やること:
a – 就労支援の体験談から、「また作業を通して支えてくださ」を含む言葉で始まり「ない場合も少なくありません。」で終わる部分を、一字も変えずに書き写してください。
b – 就労支援の体験談では、就労移行支援の期限は何年とされていますか。
c – 就労支援の体験談の続きを、最後の文のあとから書き進めてください。

抜粋文:

'''

よく見ると、それは障害者の就労支援施設の案内でした。
「ここなら相談に乗ってもらえるかな?」という気持ちで電話をしたところ、直接施設で話をすることになり、後日伺ったときに施設の説明を受け、早速次の日からの施設の利用をする流れになりました。
最初は「これでよかったのかな?」と疑問が少しわきましたが、「発達障害は周囲に理解されにくい。ふつうに就職してもまた同じ悩みを抱え続けることになる。やっぱり支援を受けて再就職してみよう」と思い、この流れに乗って動くことにしました。
障害者雇用のメリットは、その人に応じた配慮を受けられること。
一般就労では障害に関する配慮はありません。
今思うと、やはり就労支援を受ける形をとったことが私にとっては良かったと感じています。
手帳がないと障害移行支援を受けることが出来ないので、発達障害の診断をしてもらった病院の先生にお願いをすることにしましたが、「あなたは軽くて健常者者の中にもっと状態のひどい人がいる」と言われ、手帳取得に必要な書類や自立支援法適用などの書類を書いてもらえなかったため、限定通院している病院の主治医に相談、早速障害者手帳取得に必要な書類を書いていただきました。
市役所やハローワークに書類を無事に提出後、施設に通いながら仲間もでき、色々と話をしていくうちに気持ちを通い合わせていくことができるようになってきました。
ここでの一番の学びは、「仕事」がどういうものなのか作業を通して学べたことです。
以前から私は周りに合わせて動くことが苦手でした。
そこで「どのようにすれば少しでも周りに合わせていくことが出来るのか?」という点を頭に置いて動くようにしていきました。
最初はうまくいかずに混乱することがありましたが、支援員さんのフォローや周りのみんなのおかげで、少しずつ動けるようになっていきました。
「働く」という意味は、これも文字通り「人の為に動く」こと。
仕事をする、働くことはまさに相手の身になって動くことです。
この本当の意味が、この支援を受けながらやっと少しずつ分かってきたように感じられました。
仕事の進み具合を考えながら動けるようになったことが、非常に嬉しかったことです。
また作業を通して支えてくださる周囲の人々への感謝でいっぱいになりましたし、今後の就職活動の励みになりました。
就職ができないことへのいら立ち
就労移行支援を受けながら就活していましたが、なかなか自分に合う仕事が見つからず過ぎていく日々。
以前発達障害支援センターで聞いた問題点、障害者雇用のデメリットである「再就職を見つけるまでには時間がかかる」という点を痛感しました。
就労移行支援の期限は2年、運が良ければこの間に見つけることが出来る……しかし、この2年間が過ぎても見つからない場合も少なくありません。
事務職希望にて作業所からの提案は勿論、ハローワークでの求職活動や地域の障害者就労センターからの紹介で面接をする等の就職活動を続けてきましたが、いずれも採用に結び付きませんでした。
「発達障害」ということで嫌な顔をされたこともあります。
障害者雇用の場合、多くが身体障害を前提としている傾向にあり、就職も比較的スムーズな印象がありますので、障害の内容でもハンディキャップが大きく何度も歯がゆい思いをしました。

'''

(参照表現データ)

'''

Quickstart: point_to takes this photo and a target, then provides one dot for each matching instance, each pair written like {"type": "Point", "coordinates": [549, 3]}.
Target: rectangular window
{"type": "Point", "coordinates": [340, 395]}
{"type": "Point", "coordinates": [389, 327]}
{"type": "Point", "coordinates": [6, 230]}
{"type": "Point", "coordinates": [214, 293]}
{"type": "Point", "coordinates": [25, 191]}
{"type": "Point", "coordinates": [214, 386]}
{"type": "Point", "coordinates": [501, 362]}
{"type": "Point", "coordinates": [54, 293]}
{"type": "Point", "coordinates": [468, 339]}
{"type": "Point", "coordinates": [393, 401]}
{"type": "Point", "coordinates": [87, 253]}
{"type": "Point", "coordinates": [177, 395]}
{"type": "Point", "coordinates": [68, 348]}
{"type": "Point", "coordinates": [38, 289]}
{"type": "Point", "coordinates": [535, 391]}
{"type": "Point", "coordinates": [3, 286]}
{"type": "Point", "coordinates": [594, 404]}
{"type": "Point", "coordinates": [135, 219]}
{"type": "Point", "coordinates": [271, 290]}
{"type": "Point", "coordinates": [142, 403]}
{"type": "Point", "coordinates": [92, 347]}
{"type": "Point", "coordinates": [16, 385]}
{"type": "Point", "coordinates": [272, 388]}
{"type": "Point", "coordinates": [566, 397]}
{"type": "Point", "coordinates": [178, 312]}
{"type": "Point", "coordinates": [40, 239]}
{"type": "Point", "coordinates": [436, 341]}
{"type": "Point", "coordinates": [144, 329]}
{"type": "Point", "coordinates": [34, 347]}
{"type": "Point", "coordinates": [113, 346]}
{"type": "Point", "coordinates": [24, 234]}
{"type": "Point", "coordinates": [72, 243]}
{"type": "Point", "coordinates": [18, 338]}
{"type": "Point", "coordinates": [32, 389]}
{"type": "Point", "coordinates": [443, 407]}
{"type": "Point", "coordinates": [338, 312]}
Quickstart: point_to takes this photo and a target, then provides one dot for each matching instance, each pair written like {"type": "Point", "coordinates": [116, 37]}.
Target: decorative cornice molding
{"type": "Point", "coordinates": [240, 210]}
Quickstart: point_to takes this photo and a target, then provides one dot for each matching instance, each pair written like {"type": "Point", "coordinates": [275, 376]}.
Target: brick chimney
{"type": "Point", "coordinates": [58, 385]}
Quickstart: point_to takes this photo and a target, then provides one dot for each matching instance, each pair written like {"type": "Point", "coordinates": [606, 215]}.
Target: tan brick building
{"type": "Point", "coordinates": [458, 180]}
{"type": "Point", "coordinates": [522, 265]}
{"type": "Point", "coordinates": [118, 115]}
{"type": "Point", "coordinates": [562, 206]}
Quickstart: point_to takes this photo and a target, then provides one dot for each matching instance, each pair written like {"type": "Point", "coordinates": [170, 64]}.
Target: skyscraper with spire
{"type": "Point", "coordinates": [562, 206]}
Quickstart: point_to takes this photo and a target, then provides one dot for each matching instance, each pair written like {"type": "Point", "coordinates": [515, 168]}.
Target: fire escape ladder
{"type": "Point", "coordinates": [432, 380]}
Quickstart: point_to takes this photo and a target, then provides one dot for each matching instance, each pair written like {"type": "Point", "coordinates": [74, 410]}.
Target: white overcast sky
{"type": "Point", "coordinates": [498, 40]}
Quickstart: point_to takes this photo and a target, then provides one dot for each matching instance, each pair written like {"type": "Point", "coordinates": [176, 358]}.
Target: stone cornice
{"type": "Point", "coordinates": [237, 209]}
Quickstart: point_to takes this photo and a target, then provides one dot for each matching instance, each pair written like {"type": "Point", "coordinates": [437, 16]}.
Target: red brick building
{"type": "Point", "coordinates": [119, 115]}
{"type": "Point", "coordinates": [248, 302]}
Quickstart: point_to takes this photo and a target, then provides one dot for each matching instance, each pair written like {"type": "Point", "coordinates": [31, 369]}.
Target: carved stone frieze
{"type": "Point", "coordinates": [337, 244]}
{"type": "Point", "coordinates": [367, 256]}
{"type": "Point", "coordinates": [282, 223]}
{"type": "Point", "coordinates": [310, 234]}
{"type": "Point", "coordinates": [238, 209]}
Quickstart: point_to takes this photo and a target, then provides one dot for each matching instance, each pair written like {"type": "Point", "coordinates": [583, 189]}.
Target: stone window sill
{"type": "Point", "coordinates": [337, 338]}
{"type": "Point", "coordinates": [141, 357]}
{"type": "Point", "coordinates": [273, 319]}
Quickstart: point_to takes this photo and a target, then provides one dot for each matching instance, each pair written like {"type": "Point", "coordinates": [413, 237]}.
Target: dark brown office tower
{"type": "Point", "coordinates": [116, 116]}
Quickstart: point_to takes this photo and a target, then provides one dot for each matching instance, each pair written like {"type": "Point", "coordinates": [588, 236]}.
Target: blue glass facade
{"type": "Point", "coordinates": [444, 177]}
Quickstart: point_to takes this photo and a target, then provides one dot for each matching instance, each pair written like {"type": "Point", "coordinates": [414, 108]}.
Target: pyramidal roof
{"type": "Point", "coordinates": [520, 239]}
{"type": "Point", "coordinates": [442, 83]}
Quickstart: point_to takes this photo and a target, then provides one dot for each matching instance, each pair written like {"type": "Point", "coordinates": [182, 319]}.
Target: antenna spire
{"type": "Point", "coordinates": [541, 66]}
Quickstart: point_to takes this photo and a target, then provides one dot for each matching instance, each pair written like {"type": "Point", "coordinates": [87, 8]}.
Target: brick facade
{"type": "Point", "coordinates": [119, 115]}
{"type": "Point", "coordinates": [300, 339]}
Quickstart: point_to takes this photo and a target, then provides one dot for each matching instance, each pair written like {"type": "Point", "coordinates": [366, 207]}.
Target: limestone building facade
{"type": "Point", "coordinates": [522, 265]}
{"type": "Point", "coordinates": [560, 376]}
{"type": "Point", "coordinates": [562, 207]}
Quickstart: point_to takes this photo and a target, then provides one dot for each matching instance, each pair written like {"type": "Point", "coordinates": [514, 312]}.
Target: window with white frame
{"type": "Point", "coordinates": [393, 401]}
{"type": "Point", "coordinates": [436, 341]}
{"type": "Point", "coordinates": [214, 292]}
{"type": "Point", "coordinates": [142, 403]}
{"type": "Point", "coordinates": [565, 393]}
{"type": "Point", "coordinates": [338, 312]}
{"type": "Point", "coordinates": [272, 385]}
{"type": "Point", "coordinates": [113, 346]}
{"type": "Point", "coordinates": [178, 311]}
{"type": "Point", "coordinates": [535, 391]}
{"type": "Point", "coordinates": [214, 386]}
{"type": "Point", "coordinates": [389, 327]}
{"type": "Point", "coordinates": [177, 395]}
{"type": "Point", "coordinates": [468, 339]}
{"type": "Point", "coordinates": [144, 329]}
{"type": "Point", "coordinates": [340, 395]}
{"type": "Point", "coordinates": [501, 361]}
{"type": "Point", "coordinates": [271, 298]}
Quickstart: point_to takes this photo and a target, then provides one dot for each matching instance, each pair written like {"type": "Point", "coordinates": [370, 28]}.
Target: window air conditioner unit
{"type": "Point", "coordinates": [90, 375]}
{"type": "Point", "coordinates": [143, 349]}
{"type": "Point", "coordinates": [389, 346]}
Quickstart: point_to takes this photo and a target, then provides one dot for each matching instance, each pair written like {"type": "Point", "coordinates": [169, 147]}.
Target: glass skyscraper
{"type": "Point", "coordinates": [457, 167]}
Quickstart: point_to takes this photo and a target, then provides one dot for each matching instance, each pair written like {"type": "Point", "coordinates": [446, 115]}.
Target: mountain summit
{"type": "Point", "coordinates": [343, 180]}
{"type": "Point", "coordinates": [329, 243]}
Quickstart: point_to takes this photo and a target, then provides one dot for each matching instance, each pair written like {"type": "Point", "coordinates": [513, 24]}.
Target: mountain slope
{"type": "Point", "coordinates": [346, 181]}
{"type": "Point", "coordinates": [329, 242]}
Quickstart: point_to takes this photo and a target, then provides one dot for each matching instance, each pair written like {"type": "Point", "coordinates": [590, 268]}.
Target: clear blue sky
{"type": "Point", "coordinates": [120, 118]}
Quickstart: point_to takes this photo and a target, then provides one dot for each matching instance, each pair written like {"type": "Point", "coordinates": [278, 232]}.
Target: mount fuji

'''

答え:
a –
また作業を通して支えてくださる周囲の人々への感謝でいっぱいになりましたし、今後の就職活動の励みになりました。
就職ができないことへのいら立ち
就労移行支援を受けながら就活していましたが、なかなか自分に合う仕事が見つからず過ぎていく日々。
以前発達障害支援センターで聞いた問題点、障害者雇用のデメリットである「再就職を見つけるまでには時間がかかる」という点を痛感しました。
就労移行支援の期限は2年、運が良ければこの間に見つけることが出来る……しかし、この2年間が過ぎても見つからない場合も少なくありません。

b – 2年です。

c –
何度も「やっぱり、発達障害の再就職は厳しい。いっそのこと、クローズで探して早く再就職したい」とも思いました。
しかし、クローズで就職したとしても以前のようにつらい思いをするのがわかっているので、諦めずにオープンでの就職を目指しました。
結果的に私にはそれが合っていてよかったと感じています。
ついに念願の就職へ
作業所に通いだしてもうすぐ1年が経とうというある日、自然薯栽培と販売も手掛ける建設会社での施設外就労の作業に携わりました(私たちは自然薯栽培や収穫のお手伝いに関わっています)。
そこで会社の社長の奥さんに声をかけていただき、「事務をしていたのなら経理の経験はありますか?」と問われ、「少しあります」とお答えしたところ、「うちの会社の経理を手伝ってほしい」とお話があったのです。
夢のような話にびっくりしました。
まずは、施設外就労の形で自然薯の売り上げをパソコンに入力していく作業から入りました。
そのうち進物や小物の軽作業にも関わっていきました。
こうして数ヶ月が経ったある日、正式に就職のお話があったのです。
あんなに苦労した就職がついに叶ったのです。
今では4年目に入り、理解いただいている職場に籍を置いて1人で仕事をコツコツと進めることが出来、安心して働くことが出来ています。
もちろん、その間には仕事につまずいて悩むこともありました。
特に一番大変だったのが、会社の決算に関わる仕事でミスをした時です。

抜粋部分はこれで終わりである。